• **Data extract**:
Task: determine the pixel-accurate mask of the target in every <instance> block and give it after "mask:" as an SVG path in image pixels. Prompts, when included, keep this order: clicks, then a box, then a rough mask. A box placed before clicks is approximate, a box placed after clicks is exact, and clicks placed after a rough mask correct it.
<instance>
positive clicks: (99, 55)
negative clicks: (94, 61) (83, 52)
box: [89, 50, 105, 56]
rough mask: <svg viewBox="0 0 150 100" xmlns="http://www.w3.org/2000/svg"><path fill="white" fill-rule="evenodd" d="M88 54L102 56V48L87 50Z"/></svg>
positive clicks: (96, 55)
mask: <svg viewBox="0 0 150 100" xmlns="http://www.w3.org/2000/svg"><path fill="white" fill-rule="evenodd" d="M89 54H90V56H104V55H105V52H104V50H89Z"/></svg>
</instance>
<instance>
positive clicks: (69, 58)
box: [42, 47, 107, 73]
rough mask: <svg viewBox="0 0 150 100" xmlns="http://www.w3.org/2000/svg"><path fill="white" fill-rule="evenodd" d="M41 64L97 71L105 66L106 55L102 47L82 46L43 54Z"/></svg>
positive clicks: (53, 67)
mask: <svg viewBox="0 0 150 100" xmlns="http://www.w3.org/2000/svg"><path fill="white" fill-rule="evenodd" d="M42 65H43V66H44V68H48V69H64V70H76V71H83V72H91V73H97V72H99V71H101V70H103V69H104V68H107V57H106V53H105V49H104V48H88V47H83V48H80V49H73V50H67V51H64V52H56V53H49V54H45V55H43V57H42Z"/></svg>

• **Exercise goal**: Retype the records above exactly.

• **Answer area**:
Task: determine the pixel-accurate mask of the target in every <instance> block and give it after "mask:" as an SVG path in image pixels. Prompts, when included, keep this order: clicks, then a box, then a rough mask. A box placed before clicks is approximate, a box placed after clicks is exact, and clicks placed after a rough mask correct it.
<instance>
positive clicks: (99, 55)
negative clicks: (94, 61) (83, 52)
box: [89, 50, 105, 56]
rough mask: <svg viewBox="0 0 150 100" xmlns="http://www.w3.org/2000/svg"><path fill="white" fill-rule="evenodd" d="M88 54L102 56V48L87 50Z"/></svg>
positive clicks: (96, 55)
mask: <svg viewBox="0 0 150 100" xmlns="http://www.w3.org/2000/svg"><path fill="white" fill-rule="evenodd" d="M89 54H90V56H104V55H105V52H104V50H89Z"/></svg>
</instance>
<instance>
positive clicks: (69, 58)
box: [42, 47, 107, 73]
rough mask: <svg viewBox="0 0 150 100" xmlns="http://www.w3.org/2000/svg"><path fill="white" fill-rule="evenodd" d="M41 64L97 71L105 66L106 55L102 47L82 46L43 54Z"/></svg>
positive clicks: (53, 67)
mask: <svg viewBox="0 0 150 100" xmlns="http://www.w3.org/2000/svg"><path fill="white" fill-rule="evenodd" d="M42 65H43V66H44V68H48V69H64V70H76V71H83V72H91V73H97V72H99V71H101V70H103V69H104V68H107V57H106V53H105V49H104V48H88V47H83V48H80V49H73V50H67V51H64V52H56V53H49V54H45V55H43V57H42Z"/></svg>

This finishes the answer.